[Begin]

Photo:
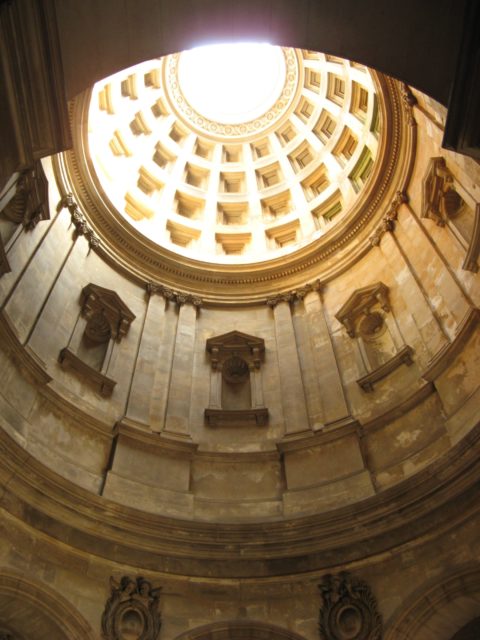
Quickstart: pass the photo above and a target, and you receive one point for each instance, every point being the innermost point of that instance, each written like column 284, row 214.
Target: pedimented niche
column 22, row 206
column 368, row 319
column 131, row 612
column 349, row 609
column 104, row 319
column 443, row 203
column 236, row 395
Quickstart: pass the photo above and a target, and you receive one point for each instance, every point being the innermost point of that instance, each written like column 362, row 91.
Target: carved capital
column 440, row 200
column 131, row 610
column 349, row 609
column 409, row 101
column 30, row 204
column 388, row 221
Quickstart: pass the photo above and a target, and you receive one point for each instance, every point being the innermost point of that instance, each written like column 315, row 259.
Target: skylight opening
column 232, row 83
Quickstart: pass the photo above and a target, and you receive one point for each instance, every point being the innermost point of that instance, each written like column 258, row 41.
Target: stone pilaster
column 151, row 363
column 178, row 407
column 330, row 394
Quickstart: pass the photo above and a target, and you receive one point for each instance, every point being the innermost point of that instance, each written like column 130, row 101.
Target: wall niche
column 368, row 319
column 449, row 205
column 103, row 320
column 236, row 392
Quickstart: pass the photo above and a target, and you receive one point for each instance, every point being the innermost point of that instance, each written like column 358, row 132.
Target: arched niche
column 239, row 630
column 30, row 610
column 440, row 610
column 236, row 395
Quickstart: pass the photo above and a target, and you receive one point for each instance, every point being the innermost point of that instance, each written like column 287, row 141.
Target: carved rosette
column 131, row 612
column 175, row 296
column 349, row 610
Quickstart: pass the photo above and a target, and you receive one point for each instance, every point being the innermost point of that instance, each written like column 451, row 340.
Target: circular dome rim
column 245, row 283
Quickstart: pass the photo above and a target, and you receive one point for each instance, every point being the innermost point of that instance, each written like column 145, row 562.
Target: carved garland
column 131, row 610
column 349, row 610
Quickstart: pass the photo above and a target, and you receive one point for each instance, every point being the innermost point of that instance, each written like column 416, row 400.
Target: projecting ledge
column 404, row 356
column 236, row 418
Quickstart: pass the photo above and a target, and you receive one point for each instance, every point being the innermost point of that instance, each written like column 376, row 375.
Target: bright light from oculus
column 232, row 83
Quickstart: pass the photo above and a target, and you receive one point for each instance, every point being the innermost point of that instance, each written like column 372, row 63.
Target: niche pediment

[End]

__WHAT IS REQUIRED__. Leave out the pictures and give the rest of the records again exactly.

__RESPONSE TO THE TASK__.
Photo:
Quickstart: pass the photo above and a target, and you receive one point for each instance, every point being the innermost point of that instance, each written like column 284, row 214.
Target: pedimented niche
column 22, row 206
column 368, row 319
column 131, row 612
column 349, row 609
column 104, row 319
column 443, row 203
column 236, row 395
Quickstart: pass the photo above and a target, and you receive one point for each instance, every point being the innermost point of that instance, each written like column 362, row 91.
Target: carved capital
column 440, row 200
column 131, row 610
column 349, row 609
column 409, row 101
column 30, row 204
column 388, row 221
Quickstart: pass the photo above and a target, and you receive one point for each instance, every point being the innermost point of that instance, each written like column 315, row 259.
Target: skylight opening
column 232, row 83
Quickstart: pass the photo above and a target, and you receive one point for each instance, every point being the innermost point of that instance, each written like column 258, row 41.
Target: stone pilaster
column 151, row 363
column 178, row 407
column 330, row 394
Quickstart: pass the photo above and a target, and you receive one point for each instance, every point being the innermost point of that instance, each written like column 130, row 101.
Target: wall niche
column 368, row 319
column 449, row 205
column 103, row 320
column 236, row 392
Quickstart: pass the photo above and a target, and you receive one point for each instance, every point being the innermost point of that instance, each written like column 358, row 132.
Target: arched niche
column 239, row 630
column 30, row 610
column 440, row 610
column 236, row 395
Quickstart: pass the photo above and a target, and you receive one point for each instance, every point being the innermost point of that instance, each written like column 287, row 141.
Target: carved rosette
column 131, row 612
column 175, row 296
column 349, row 610
Quickstart: pass the photo above and a target, and you receive one point for each instance, every point being the innermost point of that instance, each written like column 451, row 340.
Target: circular dome rim
column 245, row 283
Quickstart: pass the photo above and a target, and you receive one point for each instance, every point being the innermost point of that instance, each written like column 145, row 562.
Target: carved garland
column 131, row 610
column 349, row 610
Quickstart: pass the photo above and a target, and you receive one point for each instance, every point being the innermost point of that instance, each written like column 416, row 400.
Target: projecting ledge
column 404, row 356
column 236, row 418
Quickstart: pass the photo above and a target, and you receive one point for each instance, every point being the innermost point of that instance, each written like column 376, row 375.
Target: bright light from oculus
column 232, row 83
Quickstart: pass the photo above and a target, and you receive one point for each instance, every point being the innermost point of that instance, each written like column 372, row 63.
Target: niche pediment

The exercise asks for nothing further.